* Start DATA LISTING *

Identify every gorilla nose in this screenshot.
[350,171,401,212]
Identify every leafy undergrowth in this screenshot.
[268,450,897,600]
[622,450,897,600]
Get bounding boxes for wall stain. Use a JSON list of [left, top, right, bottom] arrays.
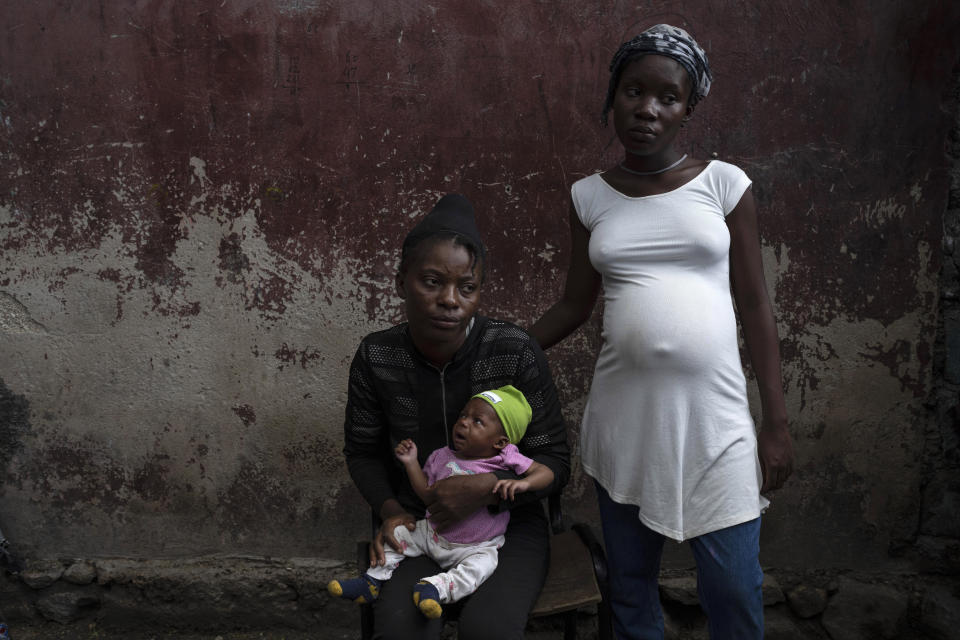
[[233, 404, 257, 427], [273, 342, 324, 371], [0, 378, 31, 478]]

* End DATA LISTING *
* Start DATA LISTING *

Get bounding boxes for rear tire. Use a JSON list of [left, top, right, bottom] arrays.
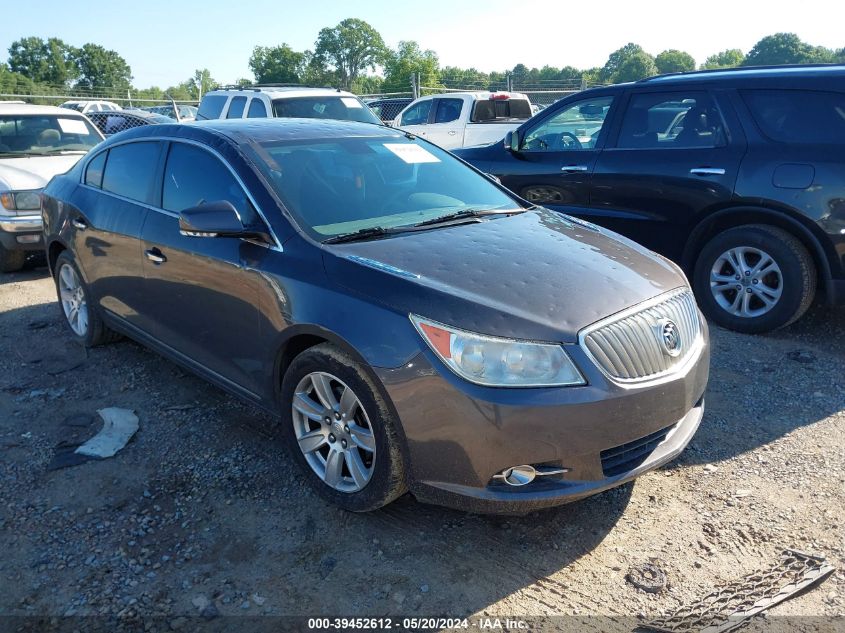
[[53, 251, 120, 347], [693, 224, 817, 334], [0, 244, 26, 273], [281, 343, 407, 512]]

* End DATA LISTING *

## [WRITTEN TASK]
Rewrite the material from the line with "Get bounding boxes for rear" to the line with "343, 407, 512]]" as a two-column CSV with the columns input and output, one row per pair. Quote each field, turn line breaks into spaces, and leave the pictures out.

## [THE RESULT]
input,output
"Get bounding boxes for rear tire. Use a JSON list of [left, top, right, bottom] arrays.","[[53, 251, 120, 347], [693, 224, 817, 334], [0, 244, 26, 273], [281, 343, 407, 512]]"